### TEXTO DE ORIGEM
:::
GAZETA DO POVO ( abril de 1999)
Curitiba
por Joanita Ramos

"No Consultório do Filósofo?"

A questão surgiu há cerca de seis anos, quando o filósofo gaúcho Lúcio Packter inspirou-se no hábito europeu de procurar filósofos para aconselhamento e fundou a Filosofia Clínica que já congrega 420 filósofos clínicos pelo país. É uma forma diferente de terapia que tem pressupostos na Filosofia. O novo braço dessa ciência estará chegando em Curitiba nos próximos dias 18 e 19, via aula inaugural - ministrada pelo próprio Lúcio - de um curso com encontros eventuais que o Instituto Packter manterá por 18 meses, nas dependências da Universidade Federal do Paraná.

O filósofo clínico destaca entre as vantagens da nova forma de terapia, o fato de não colocar as pessoas numa tipologia. Nada de termos como doente, neurótico, normal ou anormal.
:::
Registros de um conjunto de dados:
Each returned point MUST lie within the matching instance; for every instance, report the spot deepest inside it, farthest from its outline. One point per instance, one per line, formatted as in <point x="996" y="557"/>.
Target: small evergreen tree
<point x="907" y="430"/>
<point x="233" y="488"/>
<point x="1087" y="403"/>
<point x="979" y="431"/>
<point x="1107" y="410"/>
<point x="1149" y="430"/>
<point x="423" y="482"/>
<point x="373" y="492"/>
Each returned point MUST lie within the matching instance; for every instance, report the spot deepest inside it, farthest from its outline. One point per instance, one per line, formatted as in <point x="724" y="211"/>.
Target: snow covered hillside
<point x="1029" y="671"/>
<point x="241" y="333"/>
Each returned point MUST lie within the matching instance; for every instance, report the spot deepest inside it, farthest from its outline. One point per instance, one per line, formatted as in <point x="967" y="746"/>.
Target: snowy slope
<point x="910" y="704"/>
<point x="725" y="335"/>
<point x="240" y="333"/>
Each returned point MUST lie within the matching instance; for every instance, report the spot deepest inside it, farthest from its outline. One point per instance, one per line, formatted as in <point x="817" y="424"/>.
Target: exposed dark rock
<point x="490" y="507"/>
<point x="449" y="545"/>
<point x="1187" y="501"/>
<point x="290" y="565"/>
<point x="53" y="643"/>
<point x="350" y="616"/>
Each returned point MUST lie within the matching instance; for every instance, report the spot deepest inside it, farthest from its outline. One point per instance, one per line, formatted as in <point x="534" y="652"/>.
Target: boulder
:::
### TAREFAS
[1] Segundo a reportagem sobre a Filosofia Clínica, a nova terapia evita certos termos para classificar as pessoas. Liste esses termos.
[2] Transcreva da reportagem sobre a Filosofia Clínica o trecho que vai de "GAZETA DO POVO" até "normal ou anormal.".
Os dados têm origem em outra fonte.

### RESPOSTAS NUMERADAS
[1] doente, neurótico, normal, anormal

[2]
GAZETA DO POVO ( abril de 1999)
Curitiba
por Joanita Ramos

"No Consultório do Filósofo?"

A questão surgiu há cerca de seis anos, quando o filósofo gaúcho Lúcio Packter inspirou-se no hábito europeu de procurar filósofos para aconselhamento e fundou a Filosofia Clínica que já congrega 420 filósofos clínicos pelo país. É uma forma diferente de terapia que tem pressupostos na Filosofia. O novo braço dessa ciência estará chegando em Curitiba nos próximos dias 18 e 19, via aula inaugural - ministrada pelo próprio Lúcio - de um curso com encontros eventuais que o Instituto Packter manterá por 18 meses, nas dependências da Universidade Federal do Paraná.

O filósofo clínico destaca entre as vantagens da nova forma de terapia, o fato de não colocar as pessoas numa tipologia. Nada de termos como doente, neurótico, normal ou anormal.